- _WHAT YOU ARE ASKED TO DO_:
Where does the word "green" show up in the records? Copy every line that holds it.

******************************

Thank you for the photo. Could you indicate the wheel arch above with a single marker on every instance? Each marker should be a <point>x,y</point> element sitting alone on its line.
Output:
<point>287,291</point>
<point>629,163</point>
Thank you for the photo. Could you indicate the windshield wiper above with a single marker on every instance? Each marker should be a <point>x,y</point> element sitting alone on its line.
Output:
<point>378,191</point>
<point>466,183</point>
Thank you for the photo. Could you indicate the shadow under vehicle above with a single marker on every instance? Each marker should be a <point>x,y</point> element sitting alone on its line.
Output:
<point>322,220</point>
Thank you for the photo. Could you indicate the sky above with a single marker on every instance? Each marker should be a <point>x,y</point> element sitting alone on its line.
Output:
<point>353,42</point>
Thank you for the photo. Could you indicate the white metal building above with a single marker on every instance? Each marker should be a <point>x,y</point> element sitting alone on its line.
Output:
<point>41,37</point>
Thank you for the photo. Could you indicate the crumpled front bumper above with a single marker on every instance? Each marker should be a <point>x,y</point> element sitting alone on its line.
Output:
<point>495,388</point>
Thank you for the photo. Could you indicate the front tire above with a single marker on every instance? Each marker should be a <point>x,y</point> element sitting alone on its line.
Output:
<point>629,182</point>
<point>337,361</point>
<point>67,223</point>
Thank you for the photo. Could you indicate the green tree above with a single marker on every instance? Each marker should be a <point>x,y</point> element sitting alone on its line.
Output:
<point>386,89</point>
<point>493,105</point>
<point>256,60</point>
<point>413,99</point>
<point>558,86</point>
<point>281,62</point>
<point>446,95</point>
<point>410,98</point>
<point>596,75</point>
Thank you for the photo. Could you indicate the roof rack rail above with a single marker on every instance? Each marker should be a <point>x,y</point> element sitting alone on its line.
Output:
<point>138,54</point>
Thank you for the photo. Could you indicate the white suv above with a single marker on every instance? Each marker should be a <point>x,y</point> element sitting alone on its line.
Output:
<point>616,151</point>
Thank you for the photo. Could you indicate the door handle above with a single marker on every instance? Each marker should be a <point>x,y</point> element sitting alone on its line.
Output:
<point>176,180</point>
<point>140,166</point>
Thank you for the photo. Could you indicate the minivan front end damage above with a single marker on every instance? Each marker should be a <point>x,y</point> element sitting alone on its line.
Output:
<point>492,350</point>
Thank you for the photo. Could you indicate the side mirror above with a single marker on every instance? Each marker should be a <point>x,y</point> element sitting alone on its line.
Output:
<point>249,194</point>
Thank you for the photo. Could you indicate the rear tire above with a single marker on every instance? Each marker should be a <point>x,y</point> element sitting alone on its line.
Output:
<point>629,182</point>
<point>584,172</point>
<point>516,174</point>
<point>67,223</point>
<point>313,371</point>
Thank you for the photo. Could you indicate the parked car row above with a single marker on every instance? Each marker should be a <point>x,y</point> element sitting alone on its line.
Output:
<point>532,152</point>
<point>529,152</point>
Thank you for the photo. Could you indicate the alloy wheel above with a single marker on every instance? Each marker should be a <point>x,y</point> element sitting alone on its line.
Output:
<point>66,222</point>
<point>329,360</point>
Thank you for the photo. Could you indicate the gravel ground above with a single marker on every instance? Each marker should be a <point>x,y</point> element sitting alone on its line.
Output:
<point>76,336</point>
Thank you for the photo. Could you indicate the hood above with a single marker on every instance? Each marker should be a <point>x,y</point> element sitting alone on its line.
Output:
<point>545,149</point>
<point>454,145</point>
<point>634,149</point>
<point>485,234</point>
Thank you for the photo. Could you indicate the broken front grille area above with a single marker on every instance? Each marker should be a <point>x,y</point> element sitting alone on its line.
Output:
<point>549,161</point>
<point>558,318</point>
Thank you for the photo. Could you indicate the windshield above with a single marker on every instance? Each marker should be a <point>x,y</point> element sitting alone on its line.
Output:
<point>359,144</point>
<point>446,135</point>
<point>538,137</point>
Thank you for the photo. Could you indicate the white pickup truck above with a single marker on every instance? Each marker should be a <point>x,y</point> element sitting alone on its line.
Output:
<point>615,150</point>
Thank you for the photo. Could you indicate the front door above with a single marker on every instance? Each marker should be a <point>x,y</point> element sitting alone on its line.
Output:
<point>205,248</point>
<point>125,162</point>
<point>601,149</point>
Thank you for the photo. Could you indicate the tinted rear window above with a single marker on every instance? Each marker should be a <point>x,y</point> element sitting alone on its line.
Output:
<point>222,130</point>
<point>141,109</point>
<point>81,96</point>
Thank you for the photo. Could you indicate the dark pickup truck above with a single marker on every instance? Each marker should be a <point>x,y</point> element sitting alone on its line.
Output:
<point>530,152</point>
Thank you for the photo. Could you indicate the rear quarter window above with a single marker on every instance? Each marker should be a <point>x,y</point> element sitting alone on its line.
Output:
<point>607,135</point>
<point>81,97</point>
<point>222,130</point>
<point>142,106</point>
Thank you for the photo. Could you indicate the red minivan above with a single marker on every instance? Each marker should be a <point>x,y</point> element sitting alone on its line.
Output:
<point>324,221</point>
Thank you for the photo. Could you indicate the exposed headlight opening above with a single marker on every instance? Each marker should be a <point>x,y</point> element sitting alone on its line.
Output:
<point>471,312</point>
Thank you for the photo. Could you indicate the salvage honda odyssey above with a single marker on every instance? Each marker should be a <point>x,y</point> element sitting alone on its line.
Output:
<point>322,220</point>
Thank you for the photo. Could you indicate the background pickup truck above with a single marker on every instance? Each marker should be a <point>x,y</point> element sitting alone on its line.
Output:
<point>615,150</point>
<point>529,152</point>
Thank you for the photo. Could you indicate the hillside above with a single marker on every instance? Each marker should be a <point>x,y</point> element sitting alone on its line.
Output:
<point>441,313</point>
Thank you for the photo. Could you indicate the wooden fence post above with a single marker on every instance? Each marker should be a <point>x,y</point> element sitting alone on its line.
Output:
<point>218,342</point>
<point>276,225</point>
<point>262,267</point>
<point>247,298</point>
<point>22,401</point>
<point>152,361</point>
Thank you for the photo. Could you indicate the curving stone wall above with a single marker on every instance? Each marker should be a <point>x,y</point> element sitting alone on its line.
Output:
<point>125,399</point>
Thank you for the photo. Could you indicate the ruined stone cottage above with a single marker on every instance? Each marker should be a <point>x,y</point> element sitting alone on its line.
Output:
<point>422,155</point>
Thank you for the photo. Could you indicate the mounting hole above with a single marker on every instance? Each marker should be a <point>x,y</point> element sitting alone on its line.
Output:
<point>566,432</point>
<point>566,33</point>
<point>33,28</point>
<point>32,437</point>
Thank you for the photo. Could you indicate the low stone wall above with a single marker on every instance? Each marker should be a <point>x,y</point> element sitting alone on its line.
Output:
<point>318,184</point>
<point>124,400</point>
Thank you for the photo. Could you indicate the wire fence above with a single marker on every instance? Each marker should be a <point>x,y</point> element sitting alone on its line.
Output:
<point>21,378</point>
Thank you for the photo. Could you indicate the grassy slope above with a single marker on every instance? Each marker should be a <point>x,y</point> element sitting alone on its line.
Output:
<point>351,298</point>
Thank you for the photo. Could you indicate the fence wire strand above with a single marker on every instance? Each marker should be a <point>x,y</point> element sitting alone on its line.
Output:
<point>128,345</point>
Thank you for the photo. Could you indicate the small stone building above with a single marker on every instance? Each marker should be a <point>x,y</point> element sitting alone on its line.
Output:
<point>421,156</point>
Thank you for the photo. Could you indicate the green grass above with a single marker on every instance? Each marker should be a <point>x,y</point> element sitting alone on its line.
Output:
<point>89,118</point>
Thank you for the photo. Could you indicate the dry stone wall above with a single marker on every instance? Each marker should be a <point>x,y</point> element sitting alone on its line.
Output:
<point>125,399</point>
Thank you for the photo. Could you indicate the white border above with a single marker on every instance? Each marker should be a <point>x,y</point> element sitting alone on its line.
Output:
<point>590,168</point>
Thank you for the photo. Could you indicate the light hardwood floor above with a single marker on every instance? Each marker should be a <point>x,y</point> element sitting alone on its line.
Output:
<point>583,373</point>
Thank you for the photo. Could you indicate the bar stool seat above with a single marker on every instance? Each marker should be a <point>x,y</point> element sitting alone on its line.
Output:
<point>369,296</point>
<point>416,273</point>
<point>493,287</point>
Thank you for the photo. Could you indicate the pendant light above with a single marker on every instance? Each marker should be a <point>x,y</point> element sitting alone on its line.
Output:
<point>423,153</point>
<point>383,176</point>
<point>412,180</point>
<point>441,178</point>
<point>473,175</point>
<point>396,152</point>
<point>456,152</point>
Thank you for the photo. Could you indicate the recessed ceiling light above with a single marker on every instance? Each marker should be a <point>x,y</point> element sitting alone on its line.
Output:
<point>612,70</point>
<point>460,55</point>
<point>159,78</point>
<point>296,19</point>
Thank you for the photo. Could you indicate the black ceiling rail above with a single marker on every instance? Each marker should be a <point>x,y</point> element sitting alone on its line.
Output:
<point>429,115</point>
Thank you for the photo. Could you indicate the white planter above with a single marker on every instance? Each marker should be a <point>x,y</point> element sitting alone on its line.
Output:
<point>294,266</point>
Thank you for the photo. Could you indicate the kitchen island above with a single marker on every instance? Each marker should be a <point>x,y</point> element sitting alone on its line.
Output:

******************************

- _FINISHED EXERCISE_:
Thank you for the photo. Could you indicate the green tree above with a single marker on every instance? Each marker should be a <point>x,y</point> element sitting alone on its line.
Thank you for the photo. Could you indicate the green grass above with a single marker on every instance? Each marker should be a <point>x,y</point> element sitting alone on its line.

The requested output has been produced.